Problem to solve
Could you transcribe all the entries exactly, omitting the pictures?

(Point localization data)
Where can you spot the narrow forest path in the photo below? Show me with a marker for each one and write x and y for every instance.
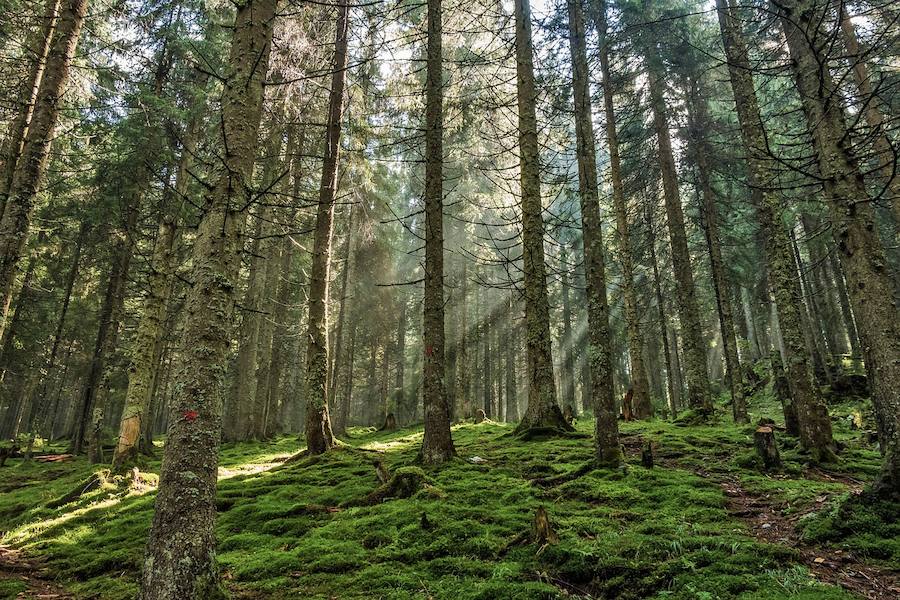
(31, 576)
(766, 521)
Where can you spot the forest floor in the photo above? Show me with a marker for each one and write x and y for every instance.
(705, 522)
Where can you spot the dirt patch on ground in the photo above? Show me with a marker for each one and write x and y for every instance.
(14, 566)
(767, 522)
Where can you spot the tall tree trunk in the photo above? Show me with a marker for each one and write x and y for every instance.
(437, 444)
(38, 47)
(542, 410)
(698, 122)
(319, 437)
(510, 344)
(180, 560)
(400, 396)
(696, 373)
(32, 163)
(146, 343)
(567, 341)
(463, 402)
(673, 370)
(852, 224)
(874, 113)
(639, 385)
(814, 423)
(599, 351)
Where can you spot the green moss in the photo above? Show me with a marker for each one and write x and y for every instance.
(303, 529)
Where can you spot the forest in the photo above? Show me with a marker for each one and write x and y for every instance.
(428, 299)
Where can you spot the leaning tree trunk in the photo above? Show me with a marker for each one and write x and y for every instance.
(812, 414)
(180, 560)
(599, 350)
(32, 163)
(437, 444)
(146, 343)
(639, 385)
(698, 122)
(696, 372)
(542, 410)
(852, 223)
(319, 436)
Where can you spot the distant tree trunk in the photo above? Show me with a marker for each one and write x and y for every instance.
(400, 400)
(689, 314)
(607, 451)
(852, 223)
(567, 341)
(93, 397)
(319, 437)
(146, 342)
(639, 384)
(542, 410)
(673, 370)
(815, 425)
(180, 561)
(32, 163)
(346, 253)
(38, 47)
(487, 383)
(844, 303)
(437, 444)
(344, 412)
(510, 344)
(463, 403)
(873, 112)
(698, 122)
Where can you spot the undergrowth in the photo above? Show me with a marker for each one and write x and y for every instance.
(303, 529)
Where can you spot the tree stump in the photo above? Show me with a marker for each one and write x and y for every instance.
(390, 423)
(647, 456)
(764, 440)
(627, 408)
(542, 530)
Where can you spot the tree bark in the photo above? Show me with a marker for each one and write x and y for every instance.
(32, 163)
(180, 559)
(542, 410)
(698, 122)
(639, 384)
(696, 373)
(437, 444)
(815, 426)
(607, 451)
(319, 437)
(146, 343)
(852, 222)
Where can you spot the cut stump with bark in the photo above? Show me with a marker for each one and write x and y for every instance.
(764, 440)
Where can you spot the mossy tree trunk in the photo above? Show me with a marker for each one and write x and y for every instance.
(606, 429)
(38, 47)
(146, 340)
(180, 560)
(319, 437)
(814, 423)
(542, 410)
(437, 443)
(639, 384)
(862, 256)
(32, 162)
(696, 373)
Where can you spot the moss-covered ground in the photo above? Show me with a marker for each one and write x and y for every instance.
(292, 530)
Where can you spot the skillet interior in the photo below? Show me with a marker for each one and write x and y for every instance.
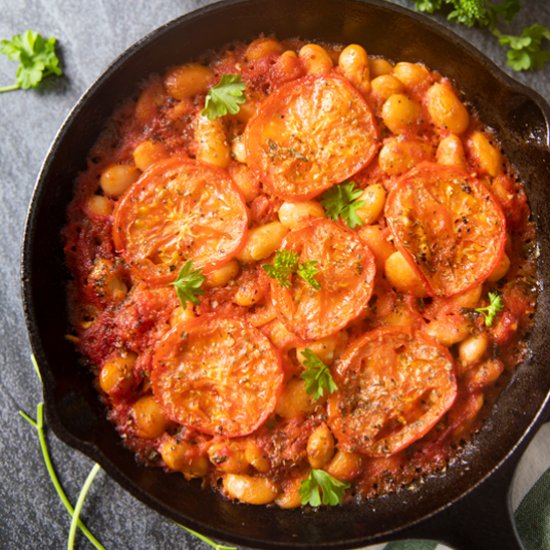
(74, 411)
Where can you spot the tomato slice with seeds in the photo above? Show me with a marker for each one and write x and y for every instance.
(345, 271)
(179, 210)
(218, 375)
(448, 225)
(393, 387)
(310, 134)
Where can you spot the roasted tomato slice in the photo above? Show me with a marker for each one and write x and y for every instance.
(218, 375)
(179, 210)
(448, 226)
(393, 386)
(345, 273)
(310, 134)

Exercise output
Where can you spot the narrow forest path in the photo below? Show me with a marker for each one and write x and y for every instance.
(31, 576)
(766, 521)
Where can you spot the forest floor in the photo above? Show me with a marker for each one and write x and y for every instance.
(705, 522)
Where can you spot the dirt patch on ground in the photo above? Show me with a marker for each one and write x and y for every instance.
(14, 566)
(767, 522)
Where can you spot the tall tree trunk in the photo above? Show me with a marker for each one and write x and y for every instance.
(437, 444)
(38, 47)
(542, 410)
(698, 122)
(319, 437)
(510, 344)
(180, 560)
(400, 396)
(696, 373)
(32, 163)
(146, 343)
(567, 341)
(463, 402)
(673, 370)
(852, 224)
(874, 113)
(639, 385)
(814, 423)
(599, 351)
Where can you spot the green moss in the photo above? Show me with a marker for each one and write x and y for every instance.
(303, 529)
Where can you spot the forest in the photo above? Show me with a marker for each one and write x and y for every instance.
(428, 299)
Where can you spot the leaning tree trunk in the photo above? Show me with a marker for each one and write x and y for every instance.
(812, 414)
(180, 560)
(599, 350)
(32, 163)
(437, 444)
(146, 343)
(639, 385)
(698, 122)
(696, 372)
(542, 410)
(852, 223)
(319, 436)
Where can you spot the distant tree trunk in the photo above? Show me with a marker for each one and write x and y for every instance.
(400, 400)
(689, 314)
(607, 451)
(852, 223)
(567, 341)
(93, 397)
(319, 437)
(146, 342)
(639, 384)
(542, 410)
(673, 370)
(815, 425)
(180, 561)
(32, 163)
(346, 253)
(38, 47)
(487, 383)
(844, 303)
(437, 444)
(344, 412)
(510, 344)
(463, 403)
(873, 112)
(698, 122)
Where can you spot the undergrowth in the photo above? Show me with a marker for each one and write x and y for every instance.
(303, 529)
Where can you spot the tree stump in the photo above? Show me with a marker for each one and write x and y for every instance.
(390, 423)
(647, 456)
(764, 440)
(627, 408)
(542, 530)
Where can you spot the tree bark in the photo above? Show me with a marker for each one and write x and y for every instance.
(32, 163)
(180, 559)
(542, 410)
(698, 122)
(639, 384)
(696, 373)
(437, 444)
(815, 426)
(607, 451)
(319, 437)
(146, 343)
(852, 222)
Where can you spot the cut stump with bark in the photo above? Show me with a marker for each one and write x and y for every instance.
(764, 440)
Where can you spot the mossy tree trunk in the photo above? Show me with a marker for each one and write x and y for every instance.
(606, 429)
(38, 47)
(146, 340)
(180, 560)
(319, 437)
(814, 423)
(542, 410)
(437, 443)
(639, 384)
(862, 256)
(32, 162)
(696, 373)
Where can you spot the moss-covered ground in the photo above? Show me with a marker for each one and write x and y for every instance.
(292, 530)
Where can you spot the skillet interior in the photo below? Show me with a marker for each one and write x and y for every instance.
(74, 411)
Where can you spot the tomato slice with seeds in the photo above? Show me with a marker for each one and write x and y for every instance.
(345, 271)
(179, 210)
(218, 375)
(448, 225)
(393, 387)
(310, 134)
Where can you spot the roasted tomato slice in the photo above? Show me with a marker for each one and write x and y for every instance.
(218, 375)
(179, 210)
(448, 226)
(393, 386)
(345, 273)
(310, 134)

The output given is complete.